Task prompt:
Extract the listing in its entirety, keeping each line identical to the original.
-*-
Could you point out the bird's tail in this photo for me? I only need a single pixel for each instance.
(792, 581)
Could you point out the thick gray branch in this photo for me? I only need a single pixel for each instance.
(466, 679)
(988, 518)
-*-
Written solution:
Could you point out the bird's tail in this photo for me? I only need a single pixel for each instance.
(792, 581)
Could you point out the thick gray branch in this photo for me? I only need a single pixel for each instance.
(466, 679)
(988, 518)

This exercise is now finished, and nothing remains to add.